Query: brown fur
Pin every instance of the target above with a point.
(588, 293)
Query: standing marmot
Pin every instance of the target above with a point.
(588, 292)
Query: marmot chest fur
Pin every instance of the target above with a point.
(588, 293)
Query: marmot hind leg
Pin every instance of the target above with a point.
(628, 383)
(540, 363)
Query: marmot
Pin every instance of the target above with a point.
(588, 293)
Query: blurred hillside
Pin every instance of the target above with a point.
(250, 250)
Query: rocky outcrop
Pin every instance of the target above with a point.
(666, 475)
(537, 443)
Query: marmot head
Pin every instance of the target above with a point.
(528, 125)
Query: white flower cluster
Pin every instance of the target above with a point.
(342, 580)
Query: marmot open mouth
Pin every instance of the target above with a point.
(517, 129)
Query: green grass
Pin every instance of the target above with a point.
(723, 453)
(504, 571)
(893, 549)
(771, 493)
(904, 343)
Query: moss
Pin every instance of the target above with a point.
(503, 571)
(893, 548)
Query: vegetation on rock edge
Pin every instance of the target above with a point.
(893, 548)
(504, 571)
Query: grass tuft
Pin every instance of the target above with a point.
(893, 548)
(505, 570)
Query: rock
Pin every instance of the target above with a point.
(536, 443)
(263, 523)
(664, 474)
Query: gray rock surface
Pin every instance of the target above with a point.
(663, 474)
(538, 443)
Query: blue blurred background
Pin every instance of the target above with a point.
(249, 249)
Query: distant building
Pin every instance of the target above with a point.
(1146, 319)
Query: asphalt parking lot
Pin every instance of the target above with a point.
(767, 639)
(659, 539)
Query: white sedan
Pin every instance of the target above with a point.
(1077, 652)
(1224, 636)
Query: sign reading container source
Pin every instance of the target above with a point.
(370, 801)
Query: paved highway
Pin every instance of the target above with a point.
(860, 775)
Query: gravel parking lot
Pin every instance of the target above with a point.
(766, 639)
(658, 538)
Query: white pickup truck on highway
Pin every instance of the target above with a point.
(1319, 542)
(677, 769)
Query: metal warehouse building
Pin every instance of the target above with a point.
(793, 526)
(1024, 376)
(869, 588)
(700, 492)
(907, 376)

** DO THIS **
Each record above should be output again exactly.

** THE RESPONSE **
Query: brown fur
Pin every instance of the target above with a point.
(588, 293)
Query: standing marmot
Pin every instance of the target above with a point.
(588, 292)
Query: marmot chest fur
Pin every instance of the target above with a point.
(588, 293)
Query: marmot hind leg
Pin every instance of the target above with a point.
(628, 383)
(540, 363)
Query: marmot
Pin every instance of the target above with a point.
(588, 293)
Query: blurred hillside
Pin every instance of the target above with a point.
(250, 250)
Query: rocky outcrop
Pin every instance of the target above with a point.
(666, 475)
(537, 443)
Query: marmot head
Pin every instance of the target above with a point.
(528, 125)
Query: white flower cluster
Pin every instance of the target above with a point.
(342, 580)
Query: marmot open mouth
Pin every instance of the target above with a point.
(517, 129)
Query: green grass
Pin every instance of the target above with a point.
(723, 453)
(504, 571)
(893, 549)
(771, 493)
(904, 343)
Query: moss
Pin every instance of the target above with a point.
(503, 571)
(893, 548)
Query: vegetation on rock edge
Pin every instance of the target above with a point.
(893, 548)
(504, 571)
Query: grass tuft
Pin every instance of the target above with a point.
(893, 548)
(505, 570)
Query: rock
Pin every instance of the target above with a point.
(536, 443)
(263, 523)
(664, 474)
Query: gray rock surface
Pin every instance of the target above with a point.
(663, 474)
(538, 443)
Query: blue blurred background
Pin every instance of the target above with a point.
(249, 249)
Query: distant building
Pin every instance of the target above with a point.
(1146, 319)
Query: asphalt parking lot
Pin every instance of the target above with a point.
(767, 639)
(659, 539)
Query: white sedan
Pin every instance of the target above with a point.
(1077, 652)
(1224, 636)
Query: sign reading container source
Pin every instance of the target above with a point.
(370, 801)
Query: paved highway
Pin every instance of the target above with a point.
(860, 775)
Query: gravel parking lot
Pin every instance of the target above with a point.
(766, 639)
(658, 538)
Query: white pickup truck on highway
Pin every instance of the target above with a point.
(1319, 542)
(677, 769)
Query: metal warehouse building
Pin every instance of the target above with a point.
(793, 526)
(1024, 376)
(869, 588)
(700, 492)
(907, 376)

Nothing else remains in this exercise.